● Task details
Print every one of the items below word for word, omitting the pictures.

● Data supplied
··········

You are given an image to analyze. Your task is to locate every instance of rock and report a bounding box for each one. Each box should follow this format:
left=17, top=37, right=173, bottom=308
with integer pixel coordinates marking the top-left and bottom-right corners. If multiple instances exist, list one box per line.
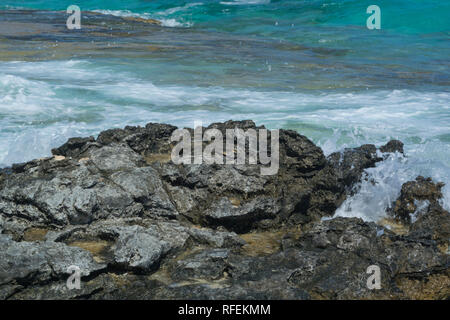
left=391, top=176, right=444, bottom=224
left=0, top=234, right=106, bottom=299
left=114, top=226, right=170, bottom=272
left=0, top=120, right=450, bottom=299
left=380, top=140, right=404, bottom=153
left=52, top=137, right=95, bottom=157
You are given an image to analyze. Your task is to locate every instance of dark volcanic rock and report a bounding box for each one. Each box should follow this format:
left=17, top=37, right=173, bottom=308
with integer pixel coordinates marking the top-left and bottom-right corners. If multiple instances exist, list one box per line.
left=392, top=176, right=444, bottom=223
left=0, top=121, right=450, bottom=299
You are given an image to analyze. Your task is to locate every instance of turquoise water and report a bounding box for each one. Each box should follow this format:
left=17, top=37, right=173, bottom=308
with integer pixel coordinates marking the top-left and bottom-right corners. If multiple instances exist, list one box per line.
left=0, top=0, right=450, bottom=219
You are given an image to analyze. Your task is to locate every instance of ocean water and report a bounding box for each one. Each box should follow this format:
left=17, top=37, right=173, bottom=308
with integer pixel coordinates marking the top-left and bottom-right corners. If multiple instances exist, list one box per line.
left=0, top=0, right=450, bottom=221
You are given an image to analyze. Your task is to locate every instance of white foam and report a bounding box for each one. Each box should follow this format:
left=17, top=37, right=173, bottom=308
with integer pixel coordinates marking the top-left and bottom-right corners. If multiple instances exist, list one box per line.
left=93, top=10, right=193, bottom=28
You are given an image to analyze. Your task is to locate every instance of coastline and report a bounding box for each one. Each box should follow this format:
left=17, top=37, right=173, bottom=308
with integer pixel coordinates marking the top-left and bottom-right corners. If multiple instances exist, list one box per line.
left=0, top=121, right=450, bottom=299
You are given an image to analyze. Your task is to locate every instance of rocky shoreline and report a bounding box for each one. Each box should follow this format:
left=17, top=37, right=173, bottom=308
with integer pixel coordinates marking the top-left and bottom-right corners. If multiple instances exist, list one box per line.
left=0, top=121, right=450, bottom=299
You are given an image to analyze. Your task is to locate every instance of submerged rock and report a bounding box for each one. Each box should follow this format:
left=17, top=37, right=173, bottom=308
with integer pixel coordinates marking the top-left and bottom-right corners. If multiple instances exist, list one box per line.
left=0, top=121, right=450, bottom=299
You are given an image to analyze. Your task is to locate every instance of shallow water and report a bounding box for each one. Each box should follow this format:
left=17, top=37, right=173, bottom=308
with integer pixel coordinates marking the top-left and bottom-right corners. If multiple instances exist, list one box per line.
left=0, top=0, right=450, bottom=220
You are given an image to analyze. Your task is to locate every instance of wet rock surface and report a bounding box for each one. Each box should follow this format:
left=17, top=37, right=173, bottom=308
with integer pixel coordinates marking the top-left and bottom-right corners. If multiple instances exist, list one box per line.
left=0, top=121, right=450, bottom=299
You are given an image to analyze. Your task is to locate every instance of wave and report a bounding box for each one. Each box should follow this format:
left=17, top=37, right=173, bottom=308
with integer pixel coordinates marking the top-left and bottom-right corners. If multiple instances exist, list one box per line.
left=92, top=10, right=193, bottom=28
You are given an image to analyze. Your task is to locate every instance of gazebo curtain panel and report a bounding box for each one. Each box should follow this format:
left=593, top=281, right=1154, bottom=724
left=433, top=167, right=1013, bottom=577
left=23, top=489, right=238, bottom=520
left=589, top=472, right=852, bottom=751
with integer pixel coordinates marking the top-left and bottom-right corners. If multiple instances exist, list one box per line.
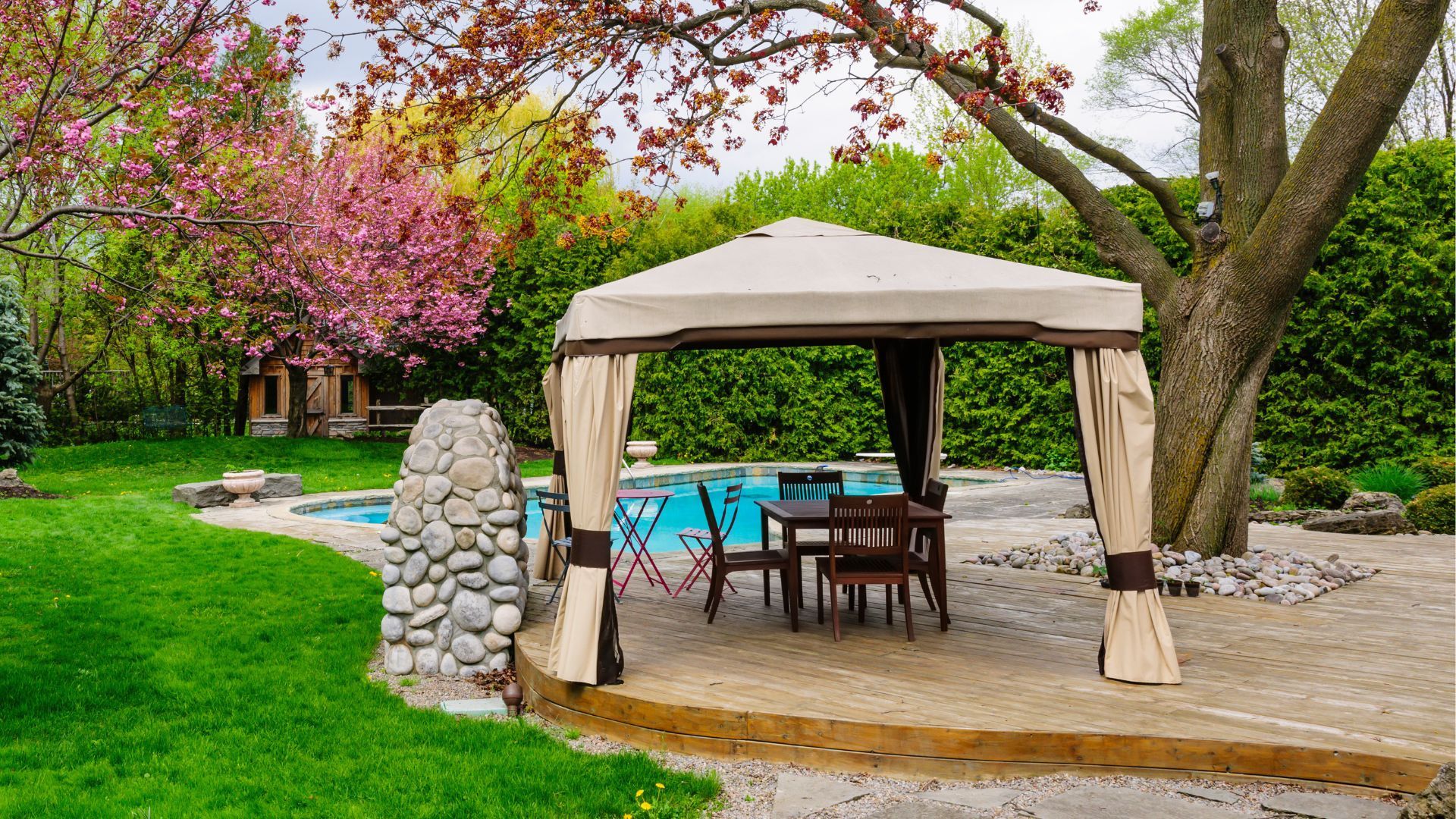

··········

● Answer to the task
You are given an image to analyze. Your task is to locate every instance of rock and report a bounding box for each one. Each box should follow this format:
left=17, top=37, right=173, bottom=308
with integer pixel coordinates marking the top-left and bottom-right corners. If multiple instances exist, list one box per line.
left=391, top=176, right=444, bottom=224
left=0, top=234, right=106, bottom=299
left=114, top=226, right=170, bottom=272
left=0, top=120, right=450, bottom=299
left=380, top=140, right=404, bottom=153
left=52, top=137, right=95, bottom=157
You are given an image to analyze. Your task is to locate every instance of dark volcanic rock and report a bounding box for each one. Each box should follow this format:
left=17, top=37, right=173, bottom=308
with integer pixel coordinates marking the top-left and bottom-right corners. If multiple instances exist, list one box per line.
left=392, top=176, right=444, bottom=223
left=0, top=121, right=450, bottom=299
You are given an image to analyze. Your task is to locate every instance of turquoise water and report a bounding box for each one. Each box should follow this format:
left=17, top=37, right=173, bottom=308
with integer pixel coordinates marking the top-left and bottom-right corners. If multiple instances exist, list one box per line.
left=0, top=0, right=450, bottom=219
You are given an image to analyze. Your task is to locate every instance of ocean water and report a bounding box for each one. Each box should follow this format:
left=17, top=37, right=173, bottom=308
with integer pixel coordinates marking the top-left and bottom-right corners. If multiple instances exist, list one box per line.
left=0, top=0, right=450, bottom=221
You are given an image to analyze. Your task is to locate every instance of white foam and report a bounding box for each one. Each box should follow this format:
left=17, top=37, right=173, bottom=308
with integer pixel coordinates marking the top-left and bottom-right corners. If multiple instances exist, list one box per line.
left=93, top=10, right=193, bottom=28
You are given an image to analyze. Your task is to locate every instance of coastline and report a bounding box for each one. Each box should follow this format:
left=17, top=37, right=173, bottom=308
with integer pixel coordinates marking the top-left and bottom-right corners. If multiple instances exist, list one box per line.
left=0, top=121, right=450, bottom=299
You are given an image to analyze. Your task is to locate every instance of rocky shoreline and report a bounding box for each one. Each box should follow this format:
left=17, top=37, right=173, bottom=308
with integer pixel coordinates marking the top-left and bottom-right corners. If multiple instances exist, list one box per line.
left=0, top=121, right=450, bottom=299
You are given an image to analyze. Your task is to locate every instance of submerged rock and report a bounding box for each one. Each box should follow this format:
left=17, top=37, right=173, bottom=308
with integer pixel coordinates marking the top-left and bottom-right corners. If multiple instances exist, list one box per line.
left=0, top=121, right=450, bottom=299
You are given an image to analyze. Your task is to locate every instance of shallow water and report a bounding box for each one. Each box should follow this format:
left=17, top=37, right=173, bottom=308
with integer pixel coordinates marking the top-left and bottom-right corners. If multiple instances exist, list one box per line.
left=0, top=0, right=450, bottom=220
You are given an image to analyze. Your task is to locate every instance of wet rock surface and report a bounding box for each one. Each box should follow this format:
left=17, top=37, right=173, bottom=308
with integer pixel coordinates marking the top-left and bottom-right corners. If multiple instances exist, list one box per line.
left=0, top=121, right=450, bottom=299
You are given an image to analyze. Your task is to locate every instance of wave and report a bounding box for each one. Each box should follow this format:
left=17, top=37, right=173, bottom=308
with integer pixel coordinates marking the top-left and bottom-right corners. If multiple instances exist, list one box per line.
left=92, top=10, right=193, bottom=28
You are given an image to analyze. Your task is to locate every instance of gazebo curtain panel and report a bounding box for each one. Each box should follow this format:
left=593, top=281, right=1154, bottom=724
left=433, top=167, right=1013, bottom=577
left=23, top=489, right=238, bottom=520
left=589, top=472, right=852, bottom=751
with integer pixel coordinates marking the top-left and bottom-right corners. If multiple instances exist, list one box per line.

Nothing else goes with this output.